YOUR GOAL -> Check every line below for the word "chimney" and copy each one that has it.

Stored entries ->

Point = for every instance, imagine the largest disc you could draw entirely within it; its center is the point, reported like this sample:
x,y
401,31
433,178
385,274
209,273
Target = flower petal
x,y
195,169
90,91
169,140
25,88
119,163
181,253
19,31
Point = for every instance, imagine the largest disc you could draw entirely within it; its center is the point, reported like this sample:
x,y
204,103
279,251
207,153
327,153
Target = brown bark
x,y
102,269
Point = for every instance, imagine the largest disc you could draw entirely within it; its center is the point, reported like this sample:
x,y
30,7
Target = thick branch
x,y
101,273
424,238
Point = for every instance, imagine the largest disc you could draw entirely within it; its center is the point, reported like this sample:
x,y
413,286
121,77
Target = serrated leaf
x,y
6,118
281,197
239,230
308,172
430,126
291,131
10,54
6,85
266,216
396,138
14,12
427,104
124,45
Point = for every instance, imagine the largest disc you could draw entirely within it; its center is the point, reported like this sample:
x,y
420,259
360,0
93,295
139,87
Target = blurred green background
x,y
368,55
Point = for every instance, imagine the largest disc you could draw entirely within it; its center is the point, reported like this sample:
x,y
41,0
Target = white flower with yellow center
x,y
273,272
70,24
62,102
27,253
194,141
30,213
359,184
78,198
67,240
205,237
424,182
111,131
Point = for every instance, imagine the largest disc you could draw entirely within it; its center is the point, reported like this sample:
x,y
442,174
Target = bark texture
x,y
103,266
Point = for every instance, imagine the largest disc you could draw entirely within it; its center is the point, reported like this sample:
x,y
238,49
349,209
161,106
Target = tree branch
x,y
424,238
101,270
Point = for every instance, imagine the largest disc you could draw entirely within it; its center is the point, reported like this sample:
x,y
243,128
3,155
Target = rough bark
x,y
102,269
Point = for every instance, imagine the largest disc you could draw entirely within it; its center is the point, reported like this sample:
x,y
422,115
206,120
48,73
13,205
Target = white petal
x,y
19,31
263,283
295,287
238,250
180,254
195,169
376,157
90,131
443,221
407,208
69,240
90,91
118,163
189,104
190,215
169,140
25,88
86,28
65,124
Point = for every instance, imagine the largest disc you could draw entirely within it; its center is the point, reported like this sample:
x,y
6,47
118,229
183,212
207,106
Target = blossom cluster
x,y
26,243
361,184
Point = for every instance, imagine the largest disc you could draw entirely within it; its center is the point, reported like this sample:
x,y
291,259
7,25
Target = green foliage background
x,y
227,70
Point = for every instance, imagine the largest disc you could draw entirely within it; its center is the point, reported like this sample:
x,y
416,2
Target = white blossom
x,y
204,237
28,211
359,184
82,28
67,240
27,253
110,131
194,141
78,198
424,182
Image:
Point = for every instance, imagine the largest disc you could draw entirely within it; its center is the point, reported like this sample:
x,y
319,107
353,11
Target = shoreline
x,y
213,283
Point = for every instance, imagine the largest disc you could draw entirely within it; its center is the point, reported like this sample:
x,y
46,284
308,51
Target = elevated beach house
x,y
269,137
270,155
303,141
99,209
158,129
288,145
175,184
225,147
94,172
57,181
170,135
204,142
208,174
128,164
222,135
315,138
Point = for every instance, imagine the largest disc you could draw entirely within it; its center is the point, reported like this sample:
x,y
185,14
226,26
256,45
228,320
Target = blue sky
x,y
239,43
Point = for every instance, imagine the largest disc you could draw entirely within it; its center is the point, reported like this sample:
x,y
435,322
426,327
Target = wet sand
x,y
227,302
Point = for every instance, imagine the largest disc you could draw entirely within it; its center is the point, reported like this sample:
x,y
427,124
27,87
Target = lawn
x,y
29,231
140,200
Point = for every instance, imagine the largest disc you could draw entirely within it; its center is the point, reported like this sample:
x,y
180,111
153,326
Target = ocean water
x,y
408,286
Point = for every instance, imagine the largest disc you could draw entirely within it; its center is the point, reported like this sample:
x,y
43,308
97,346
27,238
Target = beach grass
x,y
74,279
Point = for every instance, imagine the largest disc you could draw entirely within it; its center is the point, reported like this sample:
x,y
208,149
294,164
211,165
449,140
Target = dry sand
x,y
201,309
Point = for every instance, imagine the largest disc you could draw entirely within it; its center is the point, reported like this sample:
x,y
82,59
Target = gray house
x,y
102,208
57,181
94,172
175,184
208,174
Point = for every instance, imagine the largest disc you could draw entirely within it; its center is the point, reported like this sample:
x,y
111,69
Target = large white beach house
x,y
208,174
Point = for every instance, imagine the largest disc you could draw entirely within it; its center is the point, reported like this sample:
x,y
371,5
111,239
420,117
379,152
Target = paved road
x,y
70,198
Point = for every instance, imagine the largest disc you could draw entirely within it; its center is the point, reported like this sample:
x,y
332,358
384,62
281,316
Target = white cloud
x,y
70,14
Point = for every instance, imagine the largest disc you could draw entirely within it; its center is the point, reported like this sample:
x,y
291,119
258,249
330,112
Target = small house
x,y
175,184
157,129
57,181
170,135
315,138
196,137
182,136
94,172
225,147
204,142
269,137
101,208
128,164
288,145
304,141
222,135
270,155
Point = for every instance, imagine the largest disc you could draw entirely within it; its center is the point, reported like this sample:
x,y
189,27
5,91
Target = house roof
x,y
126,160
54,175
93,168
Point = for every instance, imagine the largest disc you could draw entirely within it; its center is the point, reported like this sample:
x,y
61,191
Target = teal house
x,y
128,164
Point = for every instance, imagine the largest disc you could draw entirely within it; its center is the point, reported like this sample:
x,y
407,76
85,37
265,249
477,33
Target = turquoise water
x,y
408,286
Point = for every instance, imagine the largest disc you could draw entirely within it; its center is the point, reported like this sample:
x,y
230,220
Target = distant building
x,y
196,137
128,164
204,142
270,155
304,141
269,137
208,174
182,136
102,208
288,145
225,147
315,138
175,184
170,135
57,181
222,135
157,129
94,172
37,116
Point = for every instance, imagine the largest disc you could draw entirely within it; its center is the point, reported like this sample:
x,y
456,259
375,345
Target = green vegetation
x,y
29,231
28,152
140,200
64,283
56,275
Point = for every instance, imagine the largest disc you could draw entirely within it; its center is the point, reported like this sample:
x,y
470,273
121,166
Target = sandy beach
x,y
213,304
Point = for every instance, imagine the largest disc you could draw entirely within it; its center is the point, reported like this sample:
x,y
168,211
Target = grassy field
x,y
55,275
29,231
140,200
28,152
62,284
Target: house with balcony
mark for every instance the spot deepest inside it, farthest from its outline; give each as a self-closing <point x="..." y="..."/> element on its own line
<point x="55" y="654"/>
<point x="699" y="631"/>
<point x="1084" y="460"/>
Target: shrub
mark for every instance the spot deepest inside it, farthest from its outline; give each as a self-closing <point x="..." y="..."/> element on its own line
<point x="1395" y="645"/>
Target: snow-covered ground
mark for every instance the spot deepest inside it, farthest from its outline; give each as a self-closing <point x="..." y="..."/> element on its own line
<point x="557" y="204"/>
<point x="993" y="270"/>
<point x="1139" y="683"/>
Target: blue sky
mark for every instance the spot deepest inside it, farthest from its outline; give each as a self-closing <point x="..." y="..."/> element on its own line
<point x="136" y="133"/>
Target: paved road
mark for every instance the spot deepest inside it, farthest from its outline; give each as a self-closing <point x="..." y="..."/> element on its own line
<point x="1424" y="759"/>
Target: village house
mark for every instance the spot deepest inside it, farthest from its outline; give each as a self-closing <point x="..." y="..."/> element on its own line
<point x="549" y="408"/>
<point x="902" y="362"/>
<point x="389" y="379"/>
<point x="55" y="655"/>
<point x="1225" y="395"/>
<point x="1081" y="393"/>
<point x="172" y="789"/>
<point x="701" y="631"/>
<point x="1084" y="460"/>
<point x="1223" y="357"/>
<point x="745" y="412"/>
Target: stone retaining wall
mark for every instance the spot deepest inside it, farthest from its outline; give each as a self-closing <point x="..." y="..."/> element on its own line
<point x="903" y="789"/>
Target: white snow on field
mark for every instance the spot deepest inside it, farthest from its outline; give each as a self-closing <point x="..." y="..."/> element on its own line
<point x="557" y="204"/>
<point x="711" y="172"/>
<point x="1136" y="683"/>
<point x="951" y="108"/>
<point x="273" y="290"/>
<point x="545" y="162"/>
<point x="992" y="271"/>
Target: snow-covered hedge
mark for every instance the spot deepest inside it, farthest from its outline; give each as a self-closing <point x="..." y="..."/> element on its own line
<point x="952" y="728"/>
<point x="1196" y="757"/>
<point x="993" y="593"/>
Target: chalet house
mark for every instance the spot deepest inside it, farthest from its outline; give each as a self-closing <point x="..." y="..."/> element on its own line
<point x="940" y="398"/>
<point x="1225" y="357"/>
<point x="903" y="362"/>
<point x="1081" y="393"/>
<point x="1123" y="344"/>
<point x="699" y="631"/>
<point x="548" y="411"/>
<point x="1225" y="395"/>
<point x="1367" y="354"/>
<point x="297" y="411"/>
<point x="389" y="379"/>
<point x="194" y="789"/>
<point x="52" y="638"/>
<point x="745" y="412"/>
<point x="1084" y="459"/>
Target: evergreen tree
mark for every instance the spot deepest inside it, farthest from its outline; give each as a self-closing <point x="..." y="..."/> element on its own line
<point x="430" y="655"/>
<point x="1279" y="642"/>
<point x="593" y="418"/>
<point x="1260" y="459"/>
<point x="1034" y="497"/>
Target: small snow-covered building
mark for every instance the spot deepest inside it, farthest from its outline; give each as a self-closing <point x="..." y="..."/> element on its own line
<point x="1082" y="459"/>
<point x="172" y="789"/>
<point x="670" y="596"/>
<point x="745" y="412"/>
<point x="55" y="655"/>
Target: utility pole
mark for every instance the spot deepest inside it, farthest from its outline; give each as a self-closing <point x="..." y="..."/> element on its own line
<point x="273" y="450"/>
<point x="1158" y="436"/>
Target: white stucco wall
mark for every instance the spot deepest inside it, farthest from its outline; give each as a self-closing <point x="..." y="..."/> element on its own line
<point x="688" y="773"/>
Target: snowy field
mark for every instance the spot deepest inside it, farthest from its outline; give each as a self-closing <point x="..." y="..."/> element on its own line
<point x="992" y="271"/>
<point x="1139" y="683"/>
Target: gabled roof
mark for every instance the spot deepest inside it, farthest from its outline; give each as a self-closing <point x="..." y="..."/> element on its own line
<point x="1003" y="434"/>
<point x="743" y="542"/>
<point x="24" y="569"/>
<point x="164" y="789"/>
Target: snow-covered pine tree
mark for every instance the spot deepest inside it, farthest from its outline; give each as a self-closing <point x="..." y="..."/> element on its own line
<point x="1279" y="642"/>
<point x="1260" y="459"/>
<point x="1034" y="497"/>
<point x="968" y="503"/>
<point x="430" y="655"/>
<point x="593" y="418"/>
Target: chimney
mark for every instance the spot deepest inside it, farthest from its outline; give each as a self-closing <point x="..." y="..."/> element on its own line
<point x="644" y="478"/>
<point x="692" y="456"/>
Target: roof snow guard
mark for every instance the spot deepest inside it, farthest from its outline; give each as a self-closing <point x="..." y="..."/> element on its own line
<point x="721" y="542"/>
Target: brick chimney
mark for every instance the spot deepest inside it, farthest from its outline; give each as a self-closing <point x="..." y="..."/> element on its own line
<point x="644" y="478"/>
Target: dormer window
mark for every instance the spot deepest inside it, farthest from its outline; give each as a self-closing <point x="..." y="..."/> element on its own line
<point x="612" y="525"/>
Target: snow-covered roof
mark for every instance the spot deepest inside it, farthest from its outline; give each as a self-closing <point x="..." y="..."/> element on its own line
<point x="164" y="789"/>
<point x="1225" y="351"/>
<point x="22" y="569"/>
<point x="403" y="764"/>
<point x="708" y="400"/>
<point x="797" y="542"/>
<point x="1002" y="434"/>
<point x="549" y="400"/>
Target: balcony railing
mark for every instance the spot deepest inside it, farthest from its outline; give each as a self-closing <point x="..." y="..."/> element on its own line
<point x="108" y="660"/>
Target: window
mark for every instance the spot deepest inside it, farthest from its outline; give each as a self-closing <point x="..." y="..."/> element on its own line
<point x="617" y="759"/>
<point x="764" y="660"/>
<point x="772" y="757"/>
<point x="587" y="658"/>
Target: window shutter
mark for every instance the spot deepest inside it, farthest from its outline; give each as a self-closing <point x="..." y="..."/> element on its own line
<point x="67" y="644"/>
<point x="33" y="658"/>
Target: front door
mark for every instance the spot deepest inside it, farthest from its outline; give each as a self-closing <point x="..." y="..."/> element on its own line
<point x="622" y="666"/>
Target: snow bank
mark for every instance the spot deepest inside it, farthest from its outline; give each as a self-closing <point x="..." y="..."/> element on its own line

TASK ANSWER ->
Target: chimney
Target: brick chimney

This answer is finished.